*** Source material

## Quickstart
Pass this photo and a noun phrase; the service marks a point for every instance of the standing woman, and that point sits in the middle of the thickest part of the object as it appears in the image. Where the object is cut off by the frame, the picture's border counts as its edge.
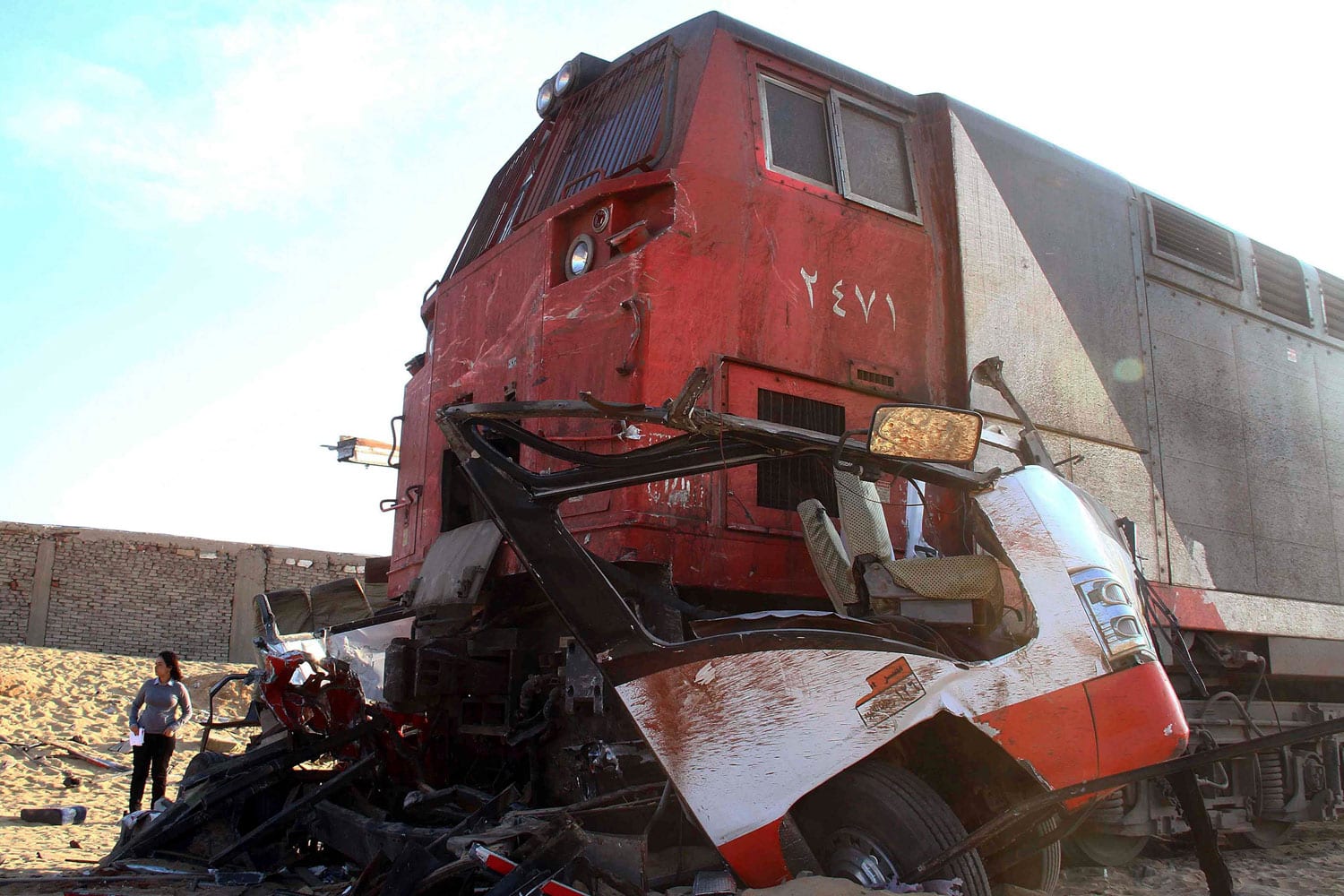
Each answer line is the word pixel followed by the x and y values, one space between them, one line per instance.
pixel 159 711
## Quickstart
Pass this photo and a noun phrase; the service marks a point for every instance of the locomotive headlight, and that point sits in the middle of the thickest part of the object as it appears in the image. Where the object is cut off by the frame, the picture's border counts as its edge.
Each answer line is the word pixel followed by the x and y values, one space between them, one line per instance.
pixel 546 99
pixel 1115 614
pixel 580 257
pixel 566 77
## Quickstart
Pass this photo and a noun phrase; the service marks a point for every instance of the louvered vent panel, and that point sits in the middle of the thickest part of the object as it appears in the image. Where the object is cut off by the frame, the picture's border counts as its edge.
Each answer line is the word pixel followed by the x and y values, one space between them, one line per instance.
pixel 1279 284
pixel 1332 289
pixel 788 482
pixel 612 126
pixel 1193 241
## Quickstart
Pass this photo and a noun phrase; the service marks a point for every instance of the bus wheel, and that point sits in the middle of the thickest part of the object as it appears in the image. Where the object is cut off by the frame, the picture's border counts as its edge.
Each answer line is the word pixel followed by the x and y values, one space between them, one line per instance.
pixel 1112 850
pixel 876 823
pixel 1038 872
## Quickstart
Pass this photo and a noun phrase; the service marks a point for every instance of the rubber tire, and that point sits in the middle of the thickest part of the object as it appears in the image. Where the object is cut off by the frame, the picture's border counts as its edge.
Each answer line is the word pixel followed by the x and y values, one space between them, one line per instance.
pixel 894 809
pixel 1039 872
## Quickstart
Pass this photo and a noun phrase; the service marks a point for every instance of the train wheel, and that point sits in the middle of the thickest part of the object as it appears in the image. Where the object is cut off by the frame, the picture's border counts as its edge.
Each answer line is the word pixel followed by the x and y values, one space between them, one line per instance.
pixel 1110 850
pixel 1262 834
pixel 875 823
pixel 1271 794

******

• _Goal_: Copy out, word for word, the listing from its first line through the line containing "of the standing", with both ends included.

• _Task answer_:
## Quickstart
Pass this photo and a noun phrase; the service marks a point for every instance of the standing woman, and that point sits in the middle of the thickest part of the object as it appears in the image. Where the object is cut off by the frame, the picture's border counts as its edge.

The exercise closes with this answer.